* _DATA SUPPLIED_:
>> begin
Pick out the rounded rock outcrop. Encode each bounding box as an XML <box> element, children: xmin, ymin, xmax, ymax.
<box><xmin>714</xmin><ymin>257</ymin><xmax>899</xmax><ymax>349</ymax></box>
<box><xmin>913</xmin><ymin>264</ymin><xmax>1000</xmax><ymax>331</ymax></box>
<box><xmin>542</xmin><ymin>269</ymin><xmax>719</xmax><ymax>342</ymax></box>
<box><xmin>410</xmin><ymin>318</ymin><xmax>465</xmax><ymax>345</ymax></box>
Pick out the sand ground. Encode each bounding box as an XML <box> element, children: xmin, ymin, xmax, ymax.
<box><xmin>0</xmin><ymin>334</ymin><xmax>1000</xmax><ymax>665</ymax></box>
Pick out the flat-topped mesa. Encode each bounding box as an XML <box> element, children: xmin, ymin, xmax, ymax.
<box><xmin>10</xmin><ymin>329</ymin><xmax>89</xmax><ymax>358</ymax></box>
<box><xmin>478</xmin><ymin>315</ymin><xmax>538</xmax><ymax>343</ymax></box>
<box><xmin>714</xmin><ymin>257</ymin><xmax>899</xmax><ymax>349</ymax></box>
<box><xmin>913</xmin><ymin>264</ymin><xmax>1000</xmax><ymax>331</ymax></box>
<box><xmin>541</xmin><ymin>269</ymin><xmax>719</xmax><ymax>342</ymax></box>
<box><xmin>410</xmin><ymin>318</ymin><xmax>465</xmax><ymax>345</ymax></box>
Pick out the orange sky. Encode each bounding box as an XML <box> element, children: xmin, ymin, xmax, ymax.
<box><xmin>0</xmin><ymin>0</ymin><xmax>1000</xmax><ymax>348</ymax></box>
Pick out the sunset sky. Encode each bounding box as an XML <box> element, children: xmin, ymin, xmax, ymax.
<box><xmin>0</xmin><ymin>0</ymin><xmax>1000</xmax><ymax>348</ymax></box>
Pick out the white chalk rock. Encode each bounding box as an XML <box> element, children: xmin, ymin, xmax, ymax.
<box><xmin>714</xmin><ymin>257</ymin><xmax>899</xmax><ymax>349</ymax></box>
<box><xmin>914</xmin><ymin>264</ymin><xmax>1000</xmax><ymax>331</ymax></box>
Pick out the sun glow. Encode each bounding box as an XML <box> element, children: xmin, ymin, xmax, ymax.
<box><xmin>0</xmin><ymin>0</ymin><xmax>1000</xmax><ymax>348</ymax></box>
>> end
* _EXERCISE DETAILS_:
Convert each line of the listing above into a JSON array of strings, one string per line, leaving out any blank lines.

* _ANSWER TO THIS PROBLEM_:
[
  "Pick out the rounded rock outcrop. Encode each bounding box as an XML <box> element, children: xmin, ymin, xmax, ymax.",
  "<box><xmin>714</xmin><ymin>257</ymin><xmax>899</xmax><ymax>349</ymax></box>",
  "<box><xmin>913</xmin><ymin>264</ymin><xmax>1000</xmax><ymax>331</ymax></box>",
  "<box><xmin>542</xmin><ymin>269</ymin><xmax>719</xmax><ymax>342</ymax></box>",
  "<box><xmin>410</xmin><ymin>318</ymin><xmax>465</xmax><ymax>345</ymax></box>",
  "Pick out the sand ground. Encode each bounding box as an XML <box> element, children: xmin, ymin, xmax, ymax.",
  "<box><xmin>0</xmin><ymin>334</ymin><xmax>1000</xmax><ymax>665</ymax></box>",
  "Pick out the flat-topped mesa. Encode each bounding box as an XML <box> element, children: xmin, ymin, xmax, ymax.",
  "<box><xmin>10</xmin><ymin>329</ymin><xmax>89</xmax><ymax>358</ymax></box>",
  "<box><xmin>478</xmin><ymin>315</ymin><xmax>538</xmax><ymax>343</ymax></box>",
  "<box><xmin>714</xmin><ymin>257</ymin><xmax>899</xmax><ymax>349</ymax></box>",
  "<box><xmin>913</xmin><ymin>264</ymin><xmax>1000</xmax><ymax>331</ymax></box>",
  "<box><xmin>541</xmin><ymin>269</ymin><xmax>719</xmax><ymax>342</ymax></box>",
  "<box><xmin>410</xmin><ymin>318</ymin><xmax>465</xmax><ymax>345</ymax></box>",
  "Pick out the orange sky. Encode each bounding box as an XML <box> element, children: xmin, ymin, xmax, ymax.",
  "<box><xmin>0</xmin><ymin>0</ymin><xmax>1000</xmax><ymax>348</ymax></box>",
  "Pick out the sunset sky. Encode each bounding box as an XML <box> element, children: xmin, ymin, xmax, ymax.",
  "<box><xmin>0</xmin><ymin>0</ymin><xmax>1000</xmax><ymax>348</ymax></box>",
  "Pick out the white chalk rock. Encode each bounding box as an XML <box> element, children: xmin, ymin, xmax, ymax.",
  "<box><xmin>714</xmin><ymin>257</ymin><xmax>899</xmax><ymax>349</ymax></box>",
  "<box><xmin>914</xmin><ymin>264</ymin><xmax>1000</xmax><ymax>331</ymax></box>",
  "Pick out the sun glow. Encode each bounding box as an XML <box> element, children: xmin, ymin, xmax, ymax.",
  "<box><xmin>0</xmin><ymin>0</ymin><xmax>1000</xmax><ymax>348</ymax></box>"
]